[Region pointing data]

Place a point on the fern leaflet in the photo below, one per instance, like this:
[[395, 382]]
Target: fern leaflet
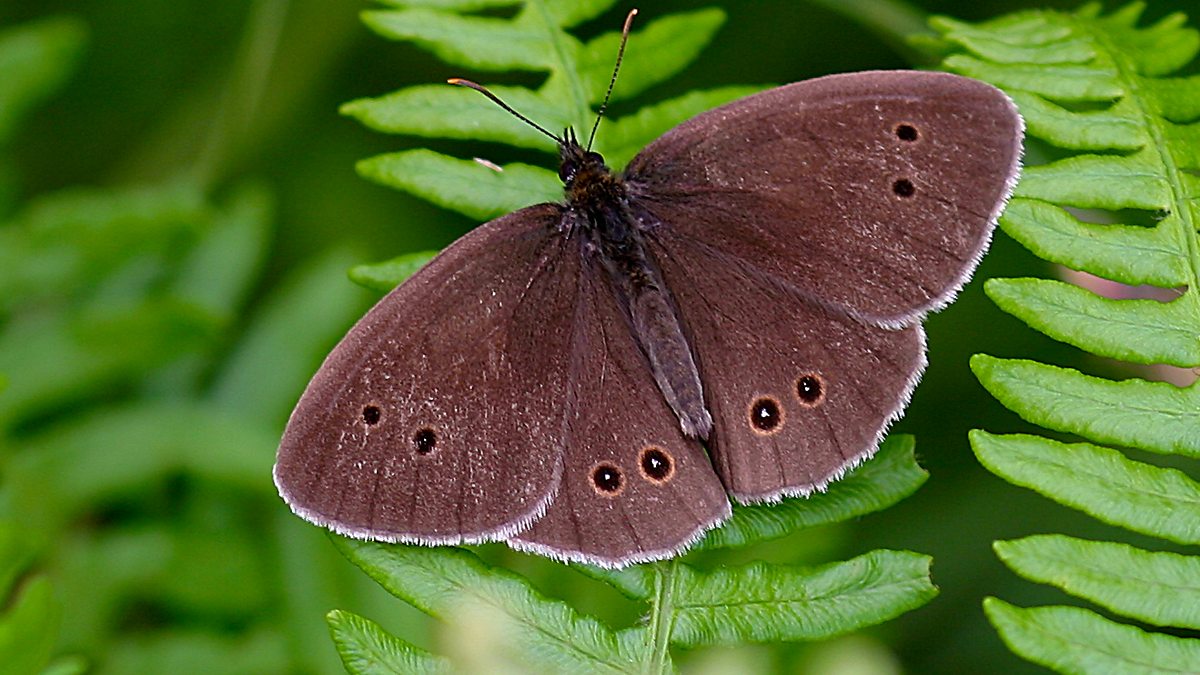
[[1102, 90]]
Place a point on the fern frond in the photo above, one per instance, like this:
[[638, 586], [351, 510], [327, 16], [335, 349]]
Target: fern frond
[[1103, 90]]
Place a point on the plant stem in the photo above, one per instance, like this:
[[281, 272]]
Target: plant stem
[[661, 617]]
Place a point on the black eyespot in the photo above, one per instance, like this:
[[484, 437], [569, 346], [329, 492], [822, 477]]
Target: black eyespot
[[425, 441], [657, 465], [906, 132], [607, 479], [766, 416], [810, 388], [371, 414]]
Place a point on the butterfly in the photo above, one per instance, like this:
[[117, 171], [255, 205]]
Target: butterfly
[[736, 316]]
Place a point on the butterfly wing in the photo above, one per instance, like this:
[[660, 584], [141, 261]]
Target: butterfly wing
[[799, 393], [437, 419], [803, 232], [875, 192], [634, 488]]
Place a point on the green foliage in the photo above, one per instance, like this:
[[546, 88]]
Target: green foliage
[[1104, 93], [29, 621], [507, 623], [35, 59], [141, 416]]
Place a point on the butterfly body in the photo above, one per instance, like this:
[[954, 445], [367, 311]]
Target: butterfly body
[[754, 280], [613, 243]]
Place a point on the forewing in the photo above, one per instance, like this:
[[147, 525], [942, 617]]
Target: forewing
[[438, 418], [799, 392], [875, 192], [634, 488]]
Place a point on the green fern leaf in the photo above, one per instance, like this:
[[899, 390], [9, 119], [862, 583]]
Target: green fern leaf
[[761, 603], [35, 60], [1156, 587], [891, 476], [367, 650], [1101, 88], [31, 614], [451, 584], [1069, 639]]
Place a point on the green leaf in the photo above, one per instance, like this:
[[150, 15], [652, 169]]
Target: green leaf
[[387, 275], [1134, 330], [1099, 88], [35, 61], [53, 360], [1102, 482], [64, 243], [472, 189], [659, 51], [297, 324], [761, 602], [29, 611], [891, 476], [367, 650], [1127, 254], [450, 584], [1162, 589], [1071, 639], [29, 627], [1152, 416]]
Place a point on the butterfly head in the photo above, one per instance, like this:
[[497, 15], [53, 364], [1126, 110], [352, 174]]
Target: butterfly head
[[577, 163]]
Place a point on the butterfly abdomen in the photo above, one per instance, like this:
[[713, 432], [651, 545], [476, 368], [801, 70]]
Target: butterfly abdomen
[[617, 250]]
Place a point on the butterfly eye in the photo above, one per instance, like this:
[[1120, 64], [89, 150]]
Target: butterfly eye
[[766, 416], [425, 441], [657, 465], [810, 388], [567, 171], [607, 479], [906, 132], [371, 414]]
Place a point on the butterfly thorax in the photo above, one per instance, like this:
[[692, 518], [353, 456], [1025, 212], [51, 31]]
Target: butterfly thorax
[[598, 210]]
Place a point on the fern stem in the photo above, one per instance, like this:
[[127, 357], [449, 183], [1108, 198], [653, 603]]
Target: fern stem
[[661, 617], [1153, 123]]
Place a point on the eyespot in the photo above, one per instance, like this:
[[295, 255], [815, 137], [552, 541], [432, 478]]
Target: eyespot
[[657, 465], [424, 441], [607, 479], [371, 414], [906, 132], [766, 416], [810, 389]]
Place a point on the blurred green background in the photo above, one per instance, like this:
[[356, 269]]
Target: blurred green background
[[179, 216]]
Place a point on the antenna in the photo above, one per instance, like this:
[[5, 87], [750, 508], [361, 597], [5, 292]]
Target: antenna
[[481, 89], [621, 54]]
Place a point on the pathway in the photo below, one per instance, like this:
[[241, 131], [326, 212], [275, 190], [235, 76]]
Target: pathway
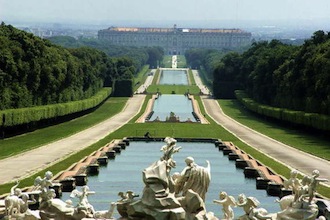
[[301, 161], [28, 163]]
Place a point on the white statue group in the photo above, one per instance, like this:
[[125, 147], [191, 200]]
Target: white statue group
[[166, 196]]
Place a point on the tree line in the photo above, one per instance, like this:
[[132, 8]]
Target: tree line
[[279, 75], [139, 55], [34, 71]]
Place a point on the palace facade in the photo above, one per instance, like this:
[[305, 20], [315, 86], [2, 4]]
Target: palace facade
[[175, 41]]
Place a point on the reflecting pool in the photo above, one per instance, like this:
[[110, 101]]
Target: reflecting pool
[[173, 77], [125, 173], [179, 104]]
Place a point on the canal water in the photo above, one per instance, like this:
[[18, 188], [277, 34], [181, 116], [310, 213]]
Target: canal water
[[173, 77], [180, 105], [125, 173]]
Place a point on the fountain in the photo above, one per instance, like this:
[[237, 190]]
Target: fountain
[[165, 196]]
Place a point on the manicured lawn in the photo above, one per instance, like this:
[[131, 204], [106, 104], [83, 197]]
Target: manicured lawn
[[166, 62], [311, 143], [170, 89], [192, 130], [181, 61], [28, 141], [141, 77]]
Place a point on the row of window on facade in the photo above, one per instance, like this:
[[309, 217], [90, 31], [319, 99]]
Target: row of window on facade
[[164, 39]]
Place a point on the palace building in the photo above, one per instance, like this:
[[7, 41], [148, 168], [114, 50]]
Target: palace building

▶ **Exercise**: Copy out the records exactly; the pictures stay behind.

▶ **Response**:
Place a point on the fern leaflet in the photo below, one per instance, like this:
[[395, 382]]
Target: fern leaflet
[[1102, 90]]
Place a point on the fern frond in the photo above, one per instance, like this:
[[638, 586], [351, 510], [327, 16], [335, 349]]
Target: fern frond
[[1103, 90]]
Place a point on the plant stem in the photo above, one per instance, like this:
[[281, 272]]
Target: plant stem
[[661, 617]]
Place a point on the black eyespot in the photo above, one per instance, like this:
[[484, 437], [569, 346], [329, 492], [822, 477]]
Target: black eyespot
[[425, 441], [657, 465], [906, 132], [607, 479], [766, 416], [810, 388], [371, 414]]
Place a point on the butterfly in the photo above, one per instance, like this:
[[117, 171], [255, 205]]
Target: butterfly
[[736, 316]]
Place a point on the butterfly wing in the photo above, one per instance, like this:
[[660, 584], [141, 261]]
Target: butterfly wing
[[799, 393], [437, 419], [803, 232], [875, 192], [634, 488]]
Place a point on the green foliage in the photo above, one per instance, like this:
[[546, 88]]
Target: green foliage
[[1104, 93], [29, 621], [507, 623], [35, 59], [141, 416]]
Place a point on the butterfly body in the photo above, one per instance, like this:
[[954, 445], [367, 311]]
Target: butterfly body
[[754, 280], [613, 243]]
Place a point on the forewing in the photo above, one per instance, like this:
[[147, 525], [942, 617]]
Target: forewing
[[438, 418], [799, 392], [875, 192], [634, 488]]
Place a point on the green fern leaf in the photo above, one per instance, like this:
[[899, 390], [9, 119], [862, 583]]
Target: green fern leaf
[[761, 603], [35, 60], [1156, 587], [891, 476], [367, 650], [1101, 88], [31, 614], [451, 584], [1069, 639]]
Place a point on the green leaf in the photo above, one per instance, like this:
[[150, 15], [652, 169]]
Target: green leaf
[[387, 275], [1134, 330], [1099, 88], [35, 61], [53, 360], [1102, 482], [64, 243], [472, 189], [659, 51], [297, 324], [761, 602], [29, 611], [891, 476], [367, 650], [1127, 254], [450, 584], [1162, 589], [1071, 639], [29, 627], [1152, 416]]
Place a point on the butterfly head in the photo above, one per instance, like this:
[[497, 15], [53, 364], [1126, 110], [352, 174]]
Target: butterfly head
[[577, 163]]
Place a point on the butterfly abdomen in the photo above, one per instance, like this:
[[713, 432], [651, 545], [476, 368], [801, 70]]
Target: butterfly abdomen
[[617, 250]]
Place a point on the butterfly eye in the photo above, one per instance, like this:
[[1120, 64], [89, 150]]
Target: butterfly eye
[[766, 416], [425, 441], [657, 465], [810, 388], [567, 171], [607, 479], [906, 132], [371, 414]]
Place a point on the butterfly thorax in the photo above, one per instance, like this:
[[692, 518], [353, 456], [1025, 212], [51, 31]]
Target: butterfly thorax
[[598, 210]]
Place a point on the fern stem in the photo above, one per instance, like this:
[[127, 357], [449, 183], [1108, 198], [653, 603]]
Target: fern stem
[[661, 617], [1153, 123]]
Place a point on the eyespot in the photo above, one per instance, like this:
[[295, 255], [815, 137], [552, 541], [432, 478]]
Target: eyespot
[[657, 465], [424, 441], [607, 479], [371, 414], [906, 132], [766, 416], [810, 389]]
Place a point on the blurred green background in the photo above, one per instance, like this:
[[356, 269]]
Target: blurred green background
[[179, 216]]
Place a point on the antenna in the photo above, one per instance, like this:
[[5, 87], [750, 508], [361, 597], [5, 292]]
Target: antenna
[[481, 89], [621, 54]]
Place a point on the pathway in the photo below, one per instance, like this:
[[241, 131], [326, 212], [275, 190], [235, 76]]
Target: pathway
[[301, 161], [28, 163]]
Place a point on the white statue group in the photo above, one per instance, like this:
[[125, 147], [191, 200]]
Target: white statue group
[[166, 196]]
Place a point on the tree line in the photo above, one per instance, like this:
[[132, 8]]
Target: tree line
[[279, 75], [139, 55], [34, 71]]
Place a point on the palace facade in the photo above, one per instance, like this:
[[305, 20], [315, 86], [2, 4]]
Target: palace facade
[[175, 41]]
Place a point on the reflecting pool in the photo above, one per instance, like this:
[[110, 101]]
Target: reflecting pool
[[173, 77], [125, 173], [179, 104]]
Place a point on the canal water in the photo above, one per instance, like this:
[[18, 188], [277, 34], [181, 116], [310, 213]]
Target: canal water
[[173, 77], [180, 105], [125, 173]]
Place a point on the fountain in the photo above, one per instance, like this:
[[237, 190]]
Target: fountain
[[165, 196]]
Place a point on the manicured lawn in the photo above, one per instance, like this:
[[131, 204], [106, 104], [83, 197]]
Target: manicured lawn
[[166, 62], [311, 143], [170, 89], [192, 130], [181, 61], [28, 141], [141, 77]]
Place a point on the row of window on facade in the photo above, one per instance, like this:
[[309, 217], [90, 31], [319, 99]]
Target: row of window on facade
[[164, 39]]
Place a point on the palace building in the photo above, one per instance, like this:
[[7, 41], [148, 168], [114, 50]]
Target: palace building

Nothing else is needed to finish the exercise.